- [BRANO DI PARTENZA]

***

I dati resi noti nel corso di un incontro in assessorato con i sindacati per discutere proprio del tema del personale non vaccinato stridono con le fin troppo rassicuranti dichiarazioni che nelle scorse settimane, da più parti, erano arrivati sull’esiguità dei no vax. Certo ci sono differenze, anche notevoli, tra le varie figure professionali circa la consistenza numerica di coloro che rifiutano di vaccinarsi.

***

- [COMPITI DA SVOLGERE]
A – Leggi il brano sul personale non vaccinato e di' se queste affermazioni sono in linea con il testo: (i) l'incontro si è tenuto in assessorato con i sindacati; (ii) il numero di chi rifiuta il vaccino è più o meno uguale in tutte le figure professionali; (iii) i dati confermano le dichiarazioni rassicuranti delle scorse settimane. Per ognuna rispondi sì o no e cita le parole del brano che lo decidono.
B – Traduci in inglese questa frase del brano sul personale non vaccinato: "Certo ci sono differenze, anche notevoli, tra le varie figure professionali circa la consistenza numerica di coloro che rifiutano di vaccinarsi."
C – Elenca tutte le forme verbali di modo finito (indicativo, congiuntivo, condizionale, imperativo) presenti nel brano sul personale non vaccinato.
Per questi compiti le voci non servono.

- [VOCI ESTRATTE]

***

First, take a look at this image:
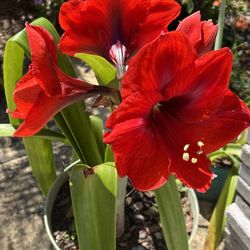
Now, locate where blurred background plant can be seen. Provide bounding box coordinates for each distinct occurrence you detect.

***

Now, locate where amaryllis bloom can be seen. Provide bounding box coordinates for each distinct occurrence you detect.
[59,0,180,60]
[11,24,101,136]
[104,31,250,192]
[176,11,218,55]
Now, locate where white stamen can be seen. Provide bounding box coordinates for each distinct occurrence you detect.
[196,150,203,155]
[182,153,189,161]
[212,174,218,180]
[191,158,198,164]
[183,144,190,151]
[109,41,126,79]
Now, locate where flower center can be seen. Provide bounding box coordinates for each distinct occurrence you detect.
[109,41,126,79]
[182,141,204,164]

***

- [SOLUZIONI DEI COMPITI]
A –
(i) Sì: "nel corso di un incontro in assessorato con i sindacati".
(ii) No: "Certo ci sono differenze, anche notevoli, tra le varie figure professionali circa la consistenza numerica di coloro che rifiutano di vaccinarsi".
(iii) No: "stridono con le fin troppo rassicuranti dichiarazioni".

B – Of course there are differences, even considerable ones, among the various professional roles in the number of those who refuse to get vaccinated.

C – stridono, erano arrivati, sono, rifiutano